→ **Task goal**: Go through the rows below and pull out every line that contains the word "pedestal". Copy each of those lines unchanged.

→ **The input**:
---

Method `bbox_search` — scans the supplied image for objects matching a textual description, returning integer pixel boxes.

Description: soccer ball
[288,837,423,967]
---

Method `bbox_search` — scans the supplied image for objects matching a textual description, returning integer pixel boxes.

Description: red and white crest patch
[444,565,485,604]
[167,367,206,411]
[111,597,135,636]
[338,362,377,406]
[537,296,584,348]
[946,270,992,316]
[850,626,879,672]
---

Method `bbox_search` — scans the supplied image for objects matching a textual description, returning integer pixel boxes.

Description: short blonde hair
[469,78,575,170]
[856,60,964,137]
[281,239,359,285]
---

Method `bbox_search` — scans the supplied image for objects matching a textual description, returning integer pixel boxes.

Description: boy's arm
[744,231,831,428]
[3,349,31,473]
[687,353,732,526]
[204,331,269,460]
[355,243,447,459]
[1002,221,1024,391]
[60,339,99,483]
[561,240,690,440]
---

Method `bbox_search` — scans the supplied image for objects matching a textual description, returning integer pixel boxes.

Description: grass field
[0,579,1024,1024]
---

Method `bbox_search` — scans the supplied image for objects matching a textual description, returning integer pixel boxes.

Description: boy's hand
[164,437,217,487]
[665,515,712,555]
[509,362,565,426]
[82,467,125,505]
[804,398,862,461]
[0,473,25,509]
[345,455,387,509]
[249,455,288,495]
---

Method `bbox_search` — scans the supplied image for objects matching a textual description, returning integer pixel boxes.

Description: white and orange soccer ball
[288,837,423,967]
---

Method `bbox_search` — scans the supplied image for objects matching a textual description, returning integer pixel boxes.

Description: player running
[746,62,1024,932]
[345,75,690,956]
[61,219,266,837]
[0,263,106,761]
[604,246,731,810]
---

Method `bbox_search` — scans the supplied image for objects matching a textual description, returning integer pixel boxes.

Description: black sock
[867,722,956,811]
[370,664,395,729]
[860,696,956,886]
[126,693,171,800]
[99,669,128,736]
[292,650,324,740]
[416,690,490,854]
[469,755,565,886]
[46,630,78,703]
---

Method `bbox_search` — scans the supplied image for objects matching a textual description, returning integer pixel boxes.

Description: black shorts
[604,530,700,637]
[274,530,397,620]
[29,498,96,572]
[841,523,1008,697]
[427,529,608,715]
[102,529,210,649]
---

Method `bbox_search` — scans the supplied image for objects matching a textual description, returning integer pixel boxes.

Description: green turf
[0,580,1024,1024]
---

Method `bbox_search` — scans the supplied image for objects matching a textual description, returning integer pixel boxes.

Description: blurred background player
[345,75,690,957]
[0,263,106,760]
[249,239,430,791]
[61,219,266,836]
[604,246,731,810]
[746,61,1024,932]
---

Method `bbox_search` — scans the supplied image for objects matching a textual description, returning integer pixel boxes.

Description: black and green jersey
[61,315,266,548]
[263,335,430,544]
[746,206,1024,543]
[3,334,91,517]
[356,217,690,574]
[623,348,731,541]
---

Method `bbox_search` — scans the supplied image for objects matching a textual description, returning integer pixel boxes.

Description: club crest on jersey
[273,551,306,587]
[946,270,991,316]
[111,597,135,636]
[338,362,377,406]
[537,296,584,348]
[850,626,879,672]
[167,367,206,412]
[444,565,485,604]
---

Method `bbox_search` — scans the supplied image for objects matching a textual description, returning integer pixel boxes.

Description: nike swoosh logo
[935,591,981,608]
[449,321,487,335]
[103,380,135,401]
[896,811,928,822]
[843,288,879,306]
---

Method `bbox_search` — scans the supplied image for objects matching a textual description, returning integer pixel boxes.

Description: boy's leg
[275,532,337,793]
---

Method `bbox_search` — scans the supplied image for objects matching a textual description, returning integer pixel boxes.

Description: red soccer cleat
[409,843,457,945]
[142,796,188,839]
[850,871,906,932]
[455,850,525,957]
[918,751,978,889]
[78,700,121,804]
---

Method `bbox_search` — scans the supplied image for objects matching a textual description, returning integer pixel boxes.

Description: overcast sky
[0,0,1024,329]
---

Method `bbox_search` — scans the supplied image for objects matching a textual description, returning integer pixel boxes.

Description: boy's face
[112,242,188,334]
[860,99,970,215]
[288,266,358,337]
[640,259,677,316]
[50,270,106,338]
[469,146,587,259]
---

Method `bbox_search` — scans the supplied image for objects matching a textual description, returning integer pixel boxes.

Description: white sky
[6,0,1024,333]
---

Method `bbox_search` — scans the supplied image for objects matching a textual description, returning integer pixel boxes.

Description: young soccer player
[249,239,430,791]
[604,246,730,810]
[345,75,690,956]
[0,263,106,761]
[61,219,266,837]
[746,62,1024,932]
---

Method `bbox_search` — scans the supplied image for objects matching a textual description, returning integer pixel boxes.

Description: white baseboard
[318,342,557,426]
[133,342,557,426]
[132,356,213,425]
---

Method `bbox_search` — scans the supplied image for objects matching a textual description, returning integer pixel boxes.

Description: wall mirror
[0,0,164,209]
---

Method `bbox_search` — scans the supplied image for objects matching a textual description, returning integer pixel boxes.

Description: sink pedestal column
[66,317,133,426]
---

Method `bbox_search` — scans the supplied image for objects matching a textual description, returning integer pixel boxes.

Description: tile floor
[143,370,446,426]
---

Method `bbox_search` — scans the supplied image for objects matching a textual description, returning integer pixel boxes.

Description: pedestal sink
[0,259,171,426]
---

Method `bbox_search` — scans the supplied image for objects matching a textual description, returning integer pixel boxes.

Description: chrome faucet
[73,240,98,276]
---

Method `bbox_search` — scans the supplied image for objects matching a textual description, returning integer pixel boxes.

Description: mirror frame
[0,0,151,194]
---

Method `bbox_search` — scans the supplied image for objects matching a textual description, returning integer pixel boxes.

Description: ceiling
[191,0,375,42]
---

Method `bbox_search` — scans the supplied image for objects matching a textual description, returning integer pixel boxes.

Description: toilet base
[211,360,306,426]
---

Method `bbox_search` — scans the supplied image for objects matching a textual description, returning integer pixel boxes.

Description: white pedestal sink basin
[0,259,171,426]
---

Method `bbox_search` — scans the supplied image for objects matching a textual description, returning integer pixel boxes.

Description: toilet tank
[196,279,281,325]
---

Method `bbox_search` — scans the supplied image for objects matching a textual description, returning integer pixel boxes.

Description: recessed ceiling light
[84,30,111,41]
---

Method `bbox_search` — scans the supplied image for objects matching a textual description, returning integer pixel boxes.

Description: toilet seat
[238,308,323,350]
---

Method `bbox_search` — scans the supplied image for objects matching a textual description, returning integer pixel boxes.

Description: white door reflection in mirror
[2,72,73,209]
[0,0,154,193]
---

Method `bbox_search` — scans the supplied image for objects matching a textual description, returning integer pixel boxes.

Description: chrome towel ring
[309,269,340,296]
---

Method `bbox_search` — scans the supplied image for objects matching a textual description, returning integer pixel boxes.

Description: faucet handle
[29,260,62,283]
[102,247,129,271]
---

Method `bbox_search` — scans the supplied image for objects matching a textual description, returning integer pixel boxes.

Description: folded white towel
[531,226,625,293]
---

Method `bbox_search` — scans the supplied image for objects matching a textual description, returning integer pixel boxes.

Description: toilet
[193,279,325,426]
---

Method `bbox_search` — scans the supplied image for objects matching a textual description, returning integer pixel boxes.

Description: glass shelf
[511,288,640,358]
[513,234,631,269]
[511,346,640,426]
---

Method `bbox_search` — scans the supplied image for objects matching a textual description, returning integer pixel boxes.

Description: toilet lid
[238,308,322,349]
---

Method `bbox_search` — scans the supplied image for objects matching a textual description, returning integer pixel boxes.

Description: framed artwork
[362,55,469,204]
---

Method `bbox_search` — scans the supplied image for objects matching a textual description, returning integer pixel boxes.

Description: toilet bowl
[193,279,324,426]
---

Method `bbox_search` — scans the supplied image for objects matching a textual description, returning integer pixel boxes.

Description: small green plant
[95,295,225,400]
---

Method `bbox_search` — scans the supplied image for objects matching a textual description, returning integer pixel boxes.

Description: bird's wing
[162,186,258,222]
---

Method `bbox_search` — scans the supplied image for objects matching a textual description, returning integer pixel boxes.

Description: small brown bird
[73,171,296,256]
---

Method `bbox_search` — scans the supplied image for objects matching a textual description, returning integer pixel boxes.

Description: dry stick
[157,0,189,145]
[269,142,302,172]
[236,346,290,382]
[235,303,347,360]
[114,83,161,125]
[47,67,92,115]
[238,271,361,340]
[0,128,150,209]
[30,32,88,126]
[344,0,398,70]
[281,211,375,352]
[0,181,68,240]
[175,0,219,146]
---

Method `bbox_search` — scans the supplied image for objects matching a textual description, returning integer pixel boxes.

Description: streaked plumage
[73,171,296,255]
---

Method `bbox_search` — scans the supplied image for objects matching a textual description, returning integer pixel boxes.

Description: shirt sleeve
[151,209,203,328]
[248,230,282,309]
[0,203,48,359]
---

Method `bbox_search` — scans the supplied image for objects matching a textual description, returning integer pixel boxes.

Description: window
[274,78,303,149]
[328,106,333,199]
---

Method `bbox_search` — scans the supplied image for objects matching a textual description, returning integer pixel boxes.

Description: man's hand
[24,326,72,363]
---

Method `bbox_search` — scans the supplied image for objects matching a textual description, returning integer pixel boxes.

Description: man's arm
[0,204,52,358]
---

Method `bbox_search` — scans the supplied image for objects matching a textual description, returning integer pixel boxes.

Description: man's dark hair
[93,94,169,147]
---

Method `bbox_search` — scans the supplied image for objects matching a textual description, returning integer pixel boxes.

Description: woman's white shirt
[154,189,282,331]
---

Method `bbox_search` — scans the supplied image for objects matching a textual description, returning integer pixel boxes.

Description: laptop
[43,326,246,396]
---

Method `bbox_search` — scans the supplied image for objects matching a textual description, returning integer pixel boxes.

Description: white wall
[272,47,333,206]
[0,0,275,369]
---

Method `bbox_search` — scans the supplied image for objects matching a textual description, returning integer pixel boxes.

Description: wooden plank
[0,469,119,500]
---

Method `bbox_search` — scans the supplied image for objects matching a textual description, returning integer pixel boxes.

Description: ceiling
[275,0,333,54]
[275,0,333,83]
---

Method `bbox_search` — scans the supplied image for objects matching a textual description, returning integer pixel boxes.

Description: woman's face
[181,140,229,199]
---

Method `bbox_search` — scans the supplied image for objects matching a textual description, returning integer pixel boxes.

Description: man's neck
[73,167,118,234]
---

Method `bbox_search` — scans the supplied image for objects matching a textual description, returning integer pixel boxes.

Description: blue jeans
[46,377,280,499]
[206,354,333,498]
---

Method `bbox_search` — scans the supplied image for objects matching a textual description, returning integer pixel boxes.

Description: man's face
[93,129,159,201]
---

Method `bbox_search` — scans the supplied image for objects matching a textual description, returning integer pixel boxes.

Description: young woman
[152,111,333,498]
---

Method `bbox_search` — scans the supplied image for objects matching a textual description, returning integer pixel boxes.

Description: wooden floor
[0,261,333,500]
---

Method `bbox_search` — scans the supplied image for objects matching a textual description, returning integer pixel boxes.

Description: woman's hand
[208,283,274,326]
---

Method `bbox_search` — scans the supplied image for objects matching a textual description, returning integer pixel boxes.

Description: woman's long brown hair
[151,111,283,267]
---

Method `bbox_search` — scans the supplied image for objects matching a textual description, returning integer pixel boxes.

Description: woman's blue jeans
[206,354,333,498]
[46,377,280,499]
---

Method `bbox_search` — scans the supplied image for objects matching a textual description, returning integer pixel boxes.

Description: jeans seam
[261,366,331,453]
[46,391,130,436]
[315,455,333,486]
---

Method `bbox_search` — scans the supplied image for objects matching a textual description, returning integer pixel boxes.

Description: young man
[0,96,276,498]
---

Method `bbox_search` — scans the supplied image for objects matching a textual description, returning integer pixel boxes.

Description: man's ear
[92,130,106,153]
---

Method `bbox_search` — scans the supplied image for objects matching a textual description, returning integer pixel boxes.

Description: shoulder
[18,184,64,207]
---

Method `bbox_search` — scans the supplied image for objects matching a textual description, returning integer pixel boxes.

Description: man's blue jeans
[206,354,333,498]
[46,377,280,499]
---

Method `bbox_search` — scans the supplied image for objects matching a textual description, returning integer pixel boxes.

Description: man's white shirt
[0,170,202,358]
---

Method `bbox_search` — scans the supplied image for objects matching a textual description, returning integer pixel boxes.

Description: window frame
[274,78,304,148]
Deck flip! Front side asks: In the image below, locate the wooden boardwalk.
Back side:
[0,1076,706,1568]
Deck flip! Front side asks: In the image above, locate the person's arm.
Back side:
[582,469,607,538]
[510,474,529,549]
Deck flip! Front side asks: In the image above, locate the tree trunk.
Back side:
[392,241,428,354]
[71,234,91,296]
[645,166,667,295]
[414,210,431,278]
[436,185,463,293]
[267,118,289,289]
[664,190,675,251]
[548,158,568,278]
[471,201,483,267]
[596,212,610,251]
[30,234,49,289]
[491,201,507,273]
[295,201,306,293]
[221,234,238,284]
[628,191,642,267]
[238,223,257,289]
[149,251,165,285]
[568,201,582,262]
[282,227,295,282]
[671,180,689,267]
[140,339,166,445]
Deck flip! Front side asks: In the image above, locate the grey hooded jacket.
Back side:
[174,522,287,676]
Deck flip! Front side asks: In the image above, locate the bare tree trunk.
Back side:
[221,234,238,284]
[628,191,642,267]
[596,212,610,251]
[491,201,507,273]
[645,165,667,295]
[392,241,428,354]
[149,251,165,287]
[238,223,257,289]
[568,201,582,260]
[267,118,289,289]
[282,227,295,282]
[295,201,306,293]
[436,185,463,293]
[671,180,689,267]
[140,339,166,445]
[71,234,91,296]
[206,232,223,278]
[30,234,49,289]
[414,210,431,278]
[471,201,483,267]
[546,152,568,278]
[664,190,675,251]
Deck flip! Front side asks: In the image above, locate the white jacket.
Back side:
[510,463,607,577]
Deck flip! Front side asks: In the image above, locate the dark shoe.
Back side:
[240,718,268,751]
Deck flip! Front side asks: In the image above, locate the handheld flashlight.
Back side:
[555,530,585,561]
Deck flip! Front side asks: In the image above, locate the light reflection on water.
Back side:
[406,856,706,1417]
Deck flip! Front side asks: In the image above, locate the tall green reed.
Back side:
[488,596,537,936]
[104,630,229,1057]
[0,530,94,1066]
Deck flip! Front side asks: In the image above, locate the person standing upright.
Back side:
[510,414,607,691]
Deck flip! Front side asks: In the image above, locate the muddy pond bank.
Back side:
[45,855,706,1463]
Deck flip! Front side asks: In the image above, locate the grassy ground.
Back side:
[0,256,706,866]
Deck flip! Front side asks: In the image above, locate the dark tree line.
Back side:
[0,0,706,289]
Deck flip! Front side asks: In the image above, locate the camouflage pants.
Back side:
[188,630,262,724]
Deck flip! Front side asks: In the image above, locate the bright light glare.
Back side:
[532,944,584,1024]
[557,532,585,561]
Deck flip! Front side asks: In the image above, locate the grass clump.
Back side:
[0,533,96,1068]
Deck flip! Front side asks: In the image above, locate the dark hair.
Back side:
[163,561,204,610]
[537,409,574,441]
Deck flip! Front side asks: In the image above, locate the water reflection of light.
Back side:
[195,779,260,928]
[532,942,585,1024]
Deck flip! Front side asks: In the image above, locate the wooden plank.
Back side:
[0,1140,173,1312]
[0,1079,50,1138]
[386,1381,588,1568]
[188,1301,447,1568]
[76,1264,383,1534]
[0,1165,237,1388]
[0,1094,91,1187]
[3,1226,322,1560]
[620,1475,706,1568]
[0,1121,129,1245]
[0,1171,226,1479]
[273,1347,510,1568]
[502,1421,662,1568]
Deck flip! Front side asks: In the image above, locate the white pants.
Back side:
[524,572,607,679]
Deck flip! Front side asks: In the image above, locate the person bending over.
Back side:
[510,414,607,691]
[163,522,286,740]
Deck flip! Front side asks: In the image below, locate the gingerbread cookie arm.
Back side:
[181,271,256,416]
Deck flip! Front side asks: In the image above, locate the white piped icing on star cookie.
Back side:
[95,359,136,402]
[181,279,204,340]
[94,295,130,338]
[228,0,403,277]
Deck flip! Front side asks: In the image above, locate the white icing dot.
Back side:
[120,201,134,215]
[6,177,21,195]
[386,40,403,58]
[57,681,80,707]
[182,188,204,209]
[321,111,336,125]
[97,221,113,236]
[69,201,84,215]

→ **Answer to the exercise**:
Description: sink pedestal column
Description: pedestal sink
Description: white pedestal sink basin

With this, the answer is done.